Over the next fifty odd days Trumps strategy will be to kindle the fires of fear, extolling his divisive pitch that a Biden victory will mean an end to white suburbia. His attacks on Biden will echo more along the lines that only Trump is the patriot and good for America, a rally call that appeals to his base. He will deflect critics of his handling of the COVID-19 pandemic by continuing to lie that under his watch America handled the crisis better than any country. This is a claim that goes against the facts and with 190,000 Americans having perished to the virus Trump will ignore this issue.

Biden must not make the mistakes that Hilary Clinton made by ignoring the swing states during the campaign trail. He must also continue to hit Trump on his weakest points; the pandemic handling by Trump. There is a plethora of statements in Trumps own words that highlight his bungling of the crisis and then all the misstatements and outright lies that came from the President. Some have suggested that President Trump exhibited “homicidal negligence” in the manner he handled the COVID-19 crisis. 

Nothing irks Trump more than the Russian issue and his soft stance towards Putin. While it was established through the Mueller investigation that out of the ordinary links existed between key Trump confidants and the Russians, with some of them going to jail, Trump anchors his defence on the fact that direct collision between his campaign and the Russians was not established to the extent of no shadow of doubt. Irrespective of that investigation to any omniscient observer it is clear that Trump holds back his criticism of Putin, most recently over allegations that the Russians offered bounties in Afghanistan to those who killed US and NATO troops. This is Trumps Achilles heel and the Biden camp should continue to hammer away at it.

This election for America poses the choice of decency over crudeness, unity over divisiveness, truth over lies, multiracial empathy over racism and most of all good governance over chaos in the White House. The Biden-Harris ticket is clearly the choice over the Trump-Pence camp who after four years have failed in every respect by dividing America, ignoring the threats of the pandemic leaving 190,000 dead and creation of a swamp of nepotism and sycophancy in the government like never before. 

The prospect of a Trump victory cannot be ruled out, which might well be because of Biden’s electoral strategy failures, a Trump loss could well be a major challenge for Americans. He will not concede a loss easily, mail 8n ballots will become and issue and perhaps the courts will have to intervene. More dangerously the white supremacist supporters of Trump will perhaps take to the streets and civil disobedience backed by guns cannot be ruled out. 

If Trump does win the best thing for the US would be that the Republicans lose control on the Senate and with the House controlled by the Democrats there could be some checks and balances restored to a rouge President. This is a highly likely scenario and something that should be watched. However, a victorious Trump will edge to the dictatorial style he loves and we may see him more unhinged. That can only be avoided if people who find it repulsive the way Trump has thickened the swamp he promised to clear they should come out and vote in large numbers. This is America’s most defining election become a part of it.






2 comments:

Anonymous said...

"93% of the protests have been peaceful is not relevant to his base,"

You realize that this is an absurdly high number of violent protests right? Like typically nationwide protests like the Women's march involved 0% violence. When you're talking about 10 million people protesting, that's possibly 700,000k people involved in violence.... and that's if 7% of the protests only involve 7% of the people.... despite the tally including protests in small towns, which obviously wouldn't become violent like in large cities like Portland

Brendan said...

This seriously reads like someone read from page of CNN for their news.

**INFORMATION SHOWN:**
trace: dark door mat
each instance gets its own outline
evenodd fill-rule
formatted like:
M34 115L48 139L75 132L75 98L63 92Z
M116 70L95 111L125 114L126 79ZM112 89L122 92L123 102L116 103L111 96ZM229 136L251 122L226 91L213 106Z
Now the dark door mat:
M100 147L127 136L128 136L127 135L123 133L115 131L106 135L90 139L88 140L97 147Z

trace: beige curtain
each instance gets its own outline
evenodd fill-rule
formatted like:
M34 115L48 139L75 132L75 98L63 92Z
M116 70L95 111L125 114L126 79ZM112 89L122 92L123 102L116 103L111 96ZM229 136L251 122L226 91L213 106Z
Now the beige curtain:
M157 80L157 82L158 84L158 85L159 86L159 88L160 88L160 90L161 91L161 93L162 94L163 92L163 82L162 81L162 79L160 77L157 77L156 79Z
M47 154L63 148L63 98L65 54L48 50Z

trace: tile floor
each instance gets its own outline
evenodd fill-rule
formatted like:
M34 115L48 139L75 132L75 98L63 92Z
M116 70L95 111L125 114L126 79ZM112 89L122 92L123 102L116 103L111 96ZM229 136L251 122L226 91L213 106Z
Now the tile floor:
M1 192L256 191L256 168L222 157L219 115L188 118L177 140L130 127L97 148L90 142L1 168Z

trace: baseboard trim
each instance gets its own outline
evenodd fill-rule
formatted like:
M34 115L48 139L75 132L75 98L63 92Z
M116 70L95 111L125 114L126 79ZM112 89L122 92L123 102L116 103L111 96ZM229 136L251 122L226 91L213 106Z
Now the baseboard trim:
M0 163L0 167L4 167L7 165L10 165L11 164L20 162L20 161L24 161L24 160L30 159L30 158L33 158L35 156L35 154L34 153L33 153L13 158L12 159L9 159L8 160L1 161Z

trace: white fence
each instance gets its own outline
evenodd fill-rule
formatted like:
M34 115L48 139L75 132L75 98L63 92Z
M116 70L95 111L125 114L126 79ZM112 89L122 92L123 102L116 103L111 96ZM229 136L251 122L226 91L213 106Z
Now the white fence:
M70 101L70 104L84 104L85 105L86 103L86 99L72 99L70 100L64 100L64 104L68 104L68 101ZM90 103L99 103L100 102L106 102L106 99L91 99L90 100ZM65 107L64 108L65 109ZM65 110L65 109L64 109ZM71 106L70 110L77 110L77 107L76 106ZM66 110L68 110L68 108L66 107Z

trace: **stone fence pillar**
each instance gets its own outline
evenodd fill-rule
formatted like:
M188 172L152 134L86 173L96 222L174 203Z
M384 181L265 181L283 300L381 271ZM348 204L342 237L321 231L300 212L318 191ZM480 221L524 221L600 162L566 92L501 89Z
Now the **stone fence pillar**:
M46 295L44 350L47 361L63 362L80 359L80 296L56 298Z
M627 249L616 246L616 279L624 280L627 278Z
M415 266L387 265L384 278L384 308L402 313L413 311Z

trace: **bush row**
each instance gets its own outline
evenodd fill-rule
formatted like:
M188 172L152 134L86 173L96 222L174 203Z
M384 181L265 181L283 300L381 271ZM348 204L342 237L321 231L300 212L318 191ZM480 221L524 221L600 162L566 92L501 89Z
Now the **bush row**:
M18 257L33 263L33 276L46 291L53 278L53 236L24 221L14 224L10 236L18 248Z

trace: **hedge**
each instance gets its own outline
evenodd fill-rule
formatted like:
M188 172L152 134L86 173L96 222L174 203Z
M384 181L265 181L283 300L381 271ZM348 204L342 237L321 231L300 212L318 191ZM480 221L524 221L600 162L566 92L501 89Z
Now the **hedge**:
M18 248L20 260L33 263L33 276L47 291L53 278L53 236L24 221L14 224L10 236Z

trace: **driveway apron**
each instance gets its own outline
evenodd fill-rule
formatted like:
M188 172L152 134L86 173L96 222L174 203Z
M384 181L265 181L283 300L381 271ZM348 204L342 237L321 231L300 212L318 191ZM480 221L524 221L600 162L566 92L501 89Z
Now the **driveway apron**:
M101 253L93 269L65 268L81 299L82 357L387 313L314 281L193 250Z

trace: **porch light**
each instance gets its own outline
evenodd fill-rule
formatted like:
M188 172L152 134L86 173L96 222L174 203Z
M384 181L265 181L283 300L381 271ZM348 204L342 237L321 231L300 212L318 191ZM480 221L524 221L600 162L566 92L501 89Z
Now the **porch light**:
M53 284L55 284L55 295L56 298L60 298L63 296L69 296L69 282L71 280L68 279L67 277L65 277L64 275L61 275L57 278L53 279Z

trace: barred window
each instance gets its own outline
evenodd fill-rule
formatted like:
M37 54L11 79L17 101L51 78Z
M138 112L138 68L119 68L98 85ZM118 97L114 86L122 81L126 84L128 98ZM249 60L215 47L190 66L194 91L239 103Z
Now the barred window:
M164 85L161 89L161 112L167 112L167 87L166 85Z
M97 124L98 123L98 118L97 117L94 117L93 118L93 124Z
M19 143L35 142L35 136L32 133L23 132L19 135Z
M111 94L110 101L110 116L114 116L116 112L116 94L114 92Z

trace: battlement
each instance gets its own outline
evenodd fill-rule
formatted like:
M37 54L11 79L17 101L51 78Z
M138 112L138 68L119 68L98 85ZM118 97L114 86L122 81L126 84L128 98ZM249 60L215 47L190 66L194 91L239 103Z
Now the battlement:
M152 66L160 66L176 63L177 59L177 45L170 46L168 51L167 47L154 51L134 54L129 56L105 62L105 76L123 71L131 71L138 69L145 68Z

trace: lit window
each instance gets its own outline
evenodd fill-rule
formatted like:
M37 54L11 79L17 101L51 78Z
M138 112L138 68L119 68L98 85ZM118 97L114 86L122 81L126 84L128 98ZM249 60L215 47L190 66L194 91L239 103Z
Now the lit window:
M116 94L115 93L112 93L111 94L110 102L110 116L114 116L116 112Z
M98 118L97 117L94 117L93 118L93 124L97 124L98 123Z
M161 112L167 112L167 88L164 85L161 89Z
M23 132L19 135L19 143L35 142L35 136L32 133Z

==

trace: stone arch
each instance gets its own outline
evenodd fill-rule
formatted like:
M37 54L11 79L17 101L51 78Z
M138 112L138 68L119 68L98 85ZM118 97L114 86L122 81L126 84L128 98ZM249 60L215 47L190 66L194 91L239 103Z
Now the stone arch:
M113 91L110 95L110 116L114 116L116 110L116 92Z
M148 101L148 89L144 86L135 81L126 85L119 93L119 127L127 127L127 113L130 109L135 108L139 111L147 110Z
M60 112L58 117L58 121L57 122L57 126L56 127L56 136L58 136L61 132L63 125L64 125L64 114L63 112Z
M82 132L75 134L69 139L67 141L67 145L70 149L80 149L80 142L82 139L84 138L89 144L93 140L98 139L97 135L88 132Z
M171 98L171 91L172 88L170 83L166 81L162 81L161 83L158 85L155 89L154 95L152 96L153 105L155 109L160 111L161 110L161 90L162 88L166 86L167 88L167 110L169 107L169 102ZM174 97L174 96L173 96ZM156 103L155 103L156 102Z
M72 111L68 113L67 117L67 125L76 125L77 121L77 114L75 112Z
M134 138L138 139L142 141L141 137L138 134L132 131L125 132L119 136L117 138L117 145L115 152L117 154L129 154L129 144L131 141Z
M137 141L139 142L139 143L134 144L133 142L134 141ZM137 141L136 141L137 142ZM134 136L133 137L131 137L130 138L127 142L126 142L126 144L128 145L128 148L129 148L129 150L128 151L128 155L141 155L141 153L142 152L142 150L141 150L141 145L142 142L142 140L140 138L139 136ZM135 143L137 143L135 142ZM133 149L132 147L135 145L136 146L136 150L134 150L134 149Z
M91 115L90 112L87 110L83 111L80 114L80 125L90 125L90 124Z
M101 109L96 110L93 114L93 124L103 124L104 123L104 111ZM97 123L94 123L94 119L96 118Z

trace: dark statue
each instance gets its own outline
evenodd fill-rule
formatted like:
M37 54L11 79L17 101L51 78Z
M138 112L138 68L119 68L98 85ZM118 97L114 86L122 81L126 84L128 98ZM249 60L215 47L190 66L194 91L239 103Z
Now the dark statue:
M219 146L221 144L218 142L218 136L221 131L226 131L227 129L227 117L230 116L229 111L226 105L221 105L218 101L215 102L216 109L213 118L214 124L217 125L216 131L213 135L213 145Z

...

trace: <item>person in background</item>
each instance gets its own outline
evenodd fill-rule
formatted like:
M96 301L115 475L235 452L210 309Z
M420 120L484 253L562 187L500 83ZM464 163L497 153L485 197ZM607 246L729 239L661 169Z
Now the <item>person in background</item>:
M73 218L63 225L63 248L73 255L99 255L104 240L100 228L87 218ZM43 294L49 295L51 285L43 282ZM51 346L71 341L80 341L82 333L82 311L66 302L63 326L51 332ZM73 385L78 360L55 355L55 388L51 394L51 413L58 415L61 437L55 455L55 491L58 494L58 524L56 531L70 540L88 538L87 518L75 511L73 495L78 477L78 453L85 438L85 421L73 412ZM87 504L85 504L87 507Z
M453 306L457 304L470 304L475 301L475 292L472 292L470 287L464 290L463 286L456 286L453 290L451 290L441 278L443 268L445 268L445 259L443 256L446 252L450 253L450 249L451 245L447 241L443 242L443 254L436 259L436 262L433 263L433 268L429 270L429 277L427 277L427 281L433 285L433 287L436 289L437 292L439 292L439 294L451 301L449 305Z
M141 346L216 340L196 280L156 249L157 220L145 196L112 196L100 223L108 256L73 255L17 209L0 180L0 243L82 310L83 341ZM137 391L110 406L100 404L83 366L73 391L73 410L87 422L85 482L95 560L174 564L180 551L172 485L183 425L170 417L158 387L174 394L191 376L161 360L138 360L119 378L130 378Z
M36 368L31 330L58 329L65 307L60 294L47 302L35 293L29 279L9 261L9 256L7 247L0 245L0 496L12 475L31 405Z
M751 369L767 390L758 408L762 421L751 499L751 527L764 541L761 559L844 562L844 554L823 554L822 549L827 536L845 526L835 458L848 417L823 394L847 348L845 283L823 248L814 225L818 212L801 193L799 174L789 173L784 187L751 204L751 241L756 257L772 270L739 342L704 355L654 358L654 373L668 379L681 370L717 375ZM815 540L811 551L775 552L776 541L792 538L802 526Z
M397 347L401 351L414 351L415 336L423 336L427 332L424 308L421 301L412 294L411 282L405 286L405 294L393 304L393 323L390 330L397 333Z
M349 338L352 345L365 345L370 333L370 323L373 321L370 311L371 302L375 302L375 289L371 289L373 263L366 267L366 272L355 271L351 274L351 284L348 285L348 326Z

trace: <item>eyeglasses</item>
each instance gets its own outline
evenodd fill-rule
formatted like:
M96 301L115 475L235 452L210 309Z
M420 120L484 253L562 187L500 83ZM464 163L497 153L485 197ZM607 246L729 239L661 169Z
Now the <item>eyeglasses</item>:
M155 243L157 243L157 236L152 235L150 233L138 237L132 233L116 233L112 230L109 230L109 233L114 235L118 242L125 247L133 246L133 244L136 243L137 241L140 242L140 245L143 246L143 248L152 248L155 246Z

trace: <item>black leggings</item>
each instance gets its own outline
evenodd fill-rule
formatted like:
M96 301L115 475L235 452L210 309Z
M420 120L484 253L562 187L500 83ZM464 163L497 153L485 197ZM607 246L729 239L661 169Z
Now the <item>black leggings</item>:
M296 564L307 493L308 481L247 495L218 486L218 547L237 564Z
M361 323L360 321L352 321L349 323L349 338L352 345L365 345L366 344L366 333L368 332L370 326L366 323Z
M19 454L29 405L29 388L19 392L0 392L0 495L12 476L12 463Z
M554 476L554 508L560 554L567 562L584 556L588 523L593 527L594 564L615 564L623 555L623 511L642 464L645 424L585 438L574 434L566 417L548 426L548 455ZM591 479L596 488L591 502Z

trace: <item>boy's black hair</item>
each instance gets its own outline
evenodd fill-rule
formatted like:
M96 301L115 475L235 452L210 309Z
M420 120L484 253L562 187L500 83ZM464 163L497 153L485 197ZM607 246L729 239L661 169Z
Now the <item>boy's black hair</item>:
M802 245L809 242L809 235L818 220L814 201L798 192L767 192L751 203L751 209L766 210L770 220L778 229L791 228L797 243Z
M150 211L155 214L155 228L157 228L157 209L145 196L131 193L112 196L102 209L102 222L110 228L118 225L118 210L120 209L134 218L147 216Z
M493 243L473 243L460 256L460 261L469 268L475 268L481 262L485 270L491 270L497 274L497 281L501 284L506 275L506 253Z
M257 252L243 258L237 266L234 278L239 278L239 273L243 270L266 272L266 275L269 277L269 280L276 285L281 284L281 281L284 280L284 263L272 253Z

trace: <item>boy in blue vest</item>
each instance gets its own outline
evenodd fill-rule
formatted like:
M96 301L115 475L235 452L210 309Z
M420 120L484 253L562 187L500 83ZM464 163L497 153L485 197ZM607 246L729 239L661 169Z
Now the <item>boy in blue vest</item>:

**HOW TO COMPLETE THIS TASK:** Write out word for word the part of the election commentary that starts with "You realize that" and goes on through "for their news.".

**EXERCISE OUTPUT:**
You realize that this is an absurdly high number of violent protests right? Like typically nationwide protests like the Women's march involved 0% violence. When you're talking about 10 million people protesting, that's possibly 700,000k people involved in violence.... and that's if 7% of the protests only involve 7% of the people.... despite the tally including protests in small towns, which obviously wouldn't become violent like in large cities like Portland

Brendan said...

This seriously reads like someone read from page of CNN for their news.